___ TEXT SHOWN

The Malthusian Enrollment Cap
When you're willing to kill off a generation of public education at the University of California to fulfill your Peter Pan syndrome.
I never went to UC Berkeley but I took my lower division computer science courses there as part of my community college concurrent enrollment program. I was pretty stunned by what I saw. On the first day I witnessed ~2,000 students trying to cram into UCB’s largest auditorium for the intro class. Literally taking lecture notes huddling in giant human masses on the floor and peering through the door from the overflow crowd in the auditorium.
UC Berkeley does not have the capacity to handle this many students for upper division classes, so the purpose of the lower division courses is to weed people out. My experience was waking up early in the morning and spending all day in the basement of a crowded computer lab, coding on the hallway floor among dozens of students in a huddled mass. The wait times for TA assistance — who shockingly only numbered a dozen — were literally hours towards the end of the courses. I actually enjoyed my time concurrently enrolled at UCB, but it was stressful and when I was wait listed for the UCB CS program I decided to refuse the wait list and go to UC Santa Cruz with my friends.
The University of California bears partial responsibility from an administrative perspective. The UC has used precious public dollars on adding more administrative positions rather than more faculty for the classes. They built a brand new office complex on a downtown parking lot rather than prioritizing more dorms and classrooms there. Plenty of UC owned parking lots should’ve been redeveloped into classrooms and housing decades ago. The other half of the blame lies with the state legislature. California’s population growth continued massively these last five decades and people have demanded that UC expand enrollment. Yet California built 23 prisons since the 1960s and only 1 new UC and 3 new California State Universities (CSU).

______
___ EXTRACTED DATA

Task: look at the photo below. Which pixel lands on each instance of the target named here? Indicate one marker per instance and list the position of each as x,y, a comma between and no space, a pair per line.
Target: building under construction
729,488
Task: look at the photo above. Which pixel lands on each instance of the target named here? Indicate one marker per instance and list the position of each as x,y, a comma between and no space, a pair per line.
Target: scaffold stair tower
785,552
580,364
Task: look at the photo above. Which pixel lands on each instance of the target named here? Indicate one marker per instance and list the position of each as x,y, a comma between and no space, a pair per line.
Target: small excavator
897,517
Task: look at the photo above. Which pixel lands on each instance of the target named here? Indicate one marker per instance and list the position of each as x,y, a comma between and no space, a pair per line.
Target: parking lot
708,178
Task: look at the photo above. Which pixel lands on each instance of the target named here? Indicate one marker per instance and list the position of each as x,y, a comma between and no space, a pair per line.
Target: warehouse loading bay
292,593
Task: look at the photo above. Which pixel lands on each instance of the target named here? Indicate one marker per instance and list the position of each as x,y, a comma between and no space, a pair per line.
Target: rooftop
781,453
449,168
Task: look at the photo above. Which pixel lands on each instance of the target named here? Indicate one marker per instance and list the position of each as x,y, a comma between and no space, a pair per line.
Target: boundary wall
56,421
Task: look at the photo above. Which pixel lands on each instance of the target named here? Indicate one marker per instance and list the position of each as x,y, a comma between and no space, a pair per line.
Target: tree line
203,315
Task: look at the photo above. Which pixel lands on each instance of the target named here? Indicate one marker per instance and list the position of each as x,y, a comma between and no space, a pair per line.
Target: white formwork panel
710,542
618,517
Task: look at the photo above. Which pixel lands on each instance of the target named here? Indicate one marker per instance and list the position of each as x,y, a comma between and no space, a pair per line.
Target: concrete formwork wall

______

OBJECTIVE
Please resume the essay on the University of California enrollment cap, picking up after its final sentence about prisons and new campuses.

ANSWER TO THE EXERCISE
But the group who so far is successfully obstructing UC Berkeley’s enrollment is not called “Build More Classrooms and Housing.” They’re called Save Berkeley Neighborhoods because their issue is that student growth is annoying to affluent homeowners who chose to buy their houses right beside a college campus. Considering the UC predates the city of Berkeley and the plaintiffs themselves are UC alumni, you’d think they’d know better about seeing students when they chose to buy a home within blocks of the campus districts but evidently not.
The lawsuit alleges that UC didn’t do an environmental impact report on increasing student enrollment before they did, and the most recent ruling from a superior court judge is that UC must now rollback admissions. Depriving thousands of an education at UC Berkeley. The motivation behind this suit is that pervasive belief among older, anti-change residents that Berkeley has enough people and should cap its population — even though Berkeley’s population in 2020 is just 10,000 people more than what it was in 1950. For the anti-student crowd, the town for which they bought their home in decades ago must always be the same no matter how much society changes and no matter how much they age. It’s Peter Pan syndrome.
It’s not just Berkeley either, the hatred for students is in Santa Cruz, Davis, Irvine, and Riverside. It’s very common to hear at City Council meetings students spoken of like they’re not true residents. Guess what, students pay sales taxes, they pay rent which pays property taxes, they are registered to vote here and they sleep here so they are residents — whether you like it or not.
The homeowner groups are increasingly aware of the apparent perception that they’re just merely just NIMBYs who are selfish. So they obfuscate by noting that the housing shortage (which is decades old and largely unrelated to students) is amplified by an ever growing influx of students without sufficient dorms. But the very same plaintiffs of this lawsuit against UC Berkeley fought against UC Berkeley housing projects and against upzoning for more housing.
To quote one city council member who had enough of this willful hypocrisy: “how stupid do you think we are?”
The lead proponent of the enrollment cap at SBN argued that building high density housing for the UC students would turn the town into an overcrowded slum like something out of East Asia. When you call them out for not only this Malthusian NIMBY rhetoric but also their real actions harming real, potential students, they accuse you of bullying and piling on. That our words hurt more than their actions. It’s entitlement to such a severe degree you’d think its intentional but it’s not.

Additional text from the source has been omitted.